TASK PROMPT: Starting from the line that contains "written like [34,109].", output every remaining line of the records below exactly as it appears, that line and the last one included.

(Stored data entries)
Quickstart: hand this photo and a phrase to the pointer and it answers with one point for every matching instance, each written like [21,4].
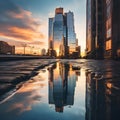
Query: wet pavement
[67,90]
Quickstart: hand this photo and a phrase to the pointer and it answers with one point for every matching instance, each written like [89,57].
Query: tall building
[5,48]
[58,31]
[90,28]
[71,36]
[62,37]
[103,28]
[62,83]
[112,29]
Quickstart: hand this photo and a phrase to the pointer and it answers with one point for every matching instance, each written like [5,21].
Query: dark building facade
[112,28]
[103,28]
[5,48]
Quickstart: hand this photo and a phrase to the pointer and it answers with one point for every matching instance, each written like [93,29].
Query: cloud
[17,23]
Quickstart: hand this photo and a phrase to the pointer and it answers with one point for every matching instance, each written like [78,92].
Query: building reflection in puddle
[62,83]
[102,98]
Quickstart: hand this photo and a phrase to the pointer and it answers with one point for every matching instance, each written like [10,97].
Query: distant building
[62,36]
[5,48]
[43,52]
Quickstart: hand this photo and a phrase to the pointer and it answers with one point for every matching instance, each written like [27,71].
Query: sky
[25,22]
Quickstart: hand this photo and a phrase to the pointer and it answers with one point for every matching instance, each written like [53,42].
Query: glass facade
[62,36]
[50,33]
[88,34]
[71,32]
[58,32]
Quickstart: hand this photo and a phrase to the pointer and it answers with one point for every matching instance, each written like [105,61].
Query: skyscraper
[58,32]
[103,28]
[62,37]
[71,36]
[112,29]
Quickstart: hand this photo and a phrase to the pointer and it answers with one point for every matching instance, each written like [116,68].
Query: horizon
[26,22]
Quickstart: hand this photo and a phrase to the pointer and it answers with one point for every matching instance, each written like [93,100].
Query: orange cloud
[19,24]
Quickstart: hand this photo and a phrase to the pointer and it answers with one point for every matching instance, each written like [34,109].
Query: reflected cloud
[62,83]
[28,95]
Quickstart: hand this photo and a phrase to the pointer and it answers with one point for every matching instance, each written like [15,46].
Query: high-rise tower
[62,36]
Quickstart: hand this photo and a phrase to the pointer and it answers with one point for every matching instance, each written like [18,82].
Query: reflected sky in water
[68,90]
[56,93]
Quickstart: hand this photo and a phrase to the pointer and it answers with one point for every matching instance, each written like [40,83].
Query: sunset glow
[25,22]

WRITTEN ANSWER:
Quickstart: hand this photo and a phrase to the pointer and it answers with one point for every matching instance, each written like [34,109].
Query: reflected cloud
[62,83]
[28,95]
Quickstart: hand this photo and a phrase to the pointer and it answers with one point for every matching instance, each written like [15,46].
Query: high-rise tower
[62,36]
Quickstart: hand this photo and a phrase to the pointer and it answers with one point for every matching instance, each written like [18,82].
Query: reflected sky in water
[68,90]
[56,93]
Quickstart: hand this photo and a phrase to the pointer and it answers with one point for every matching instance, each written like [40,83].
Query: sunset glow
[25,22]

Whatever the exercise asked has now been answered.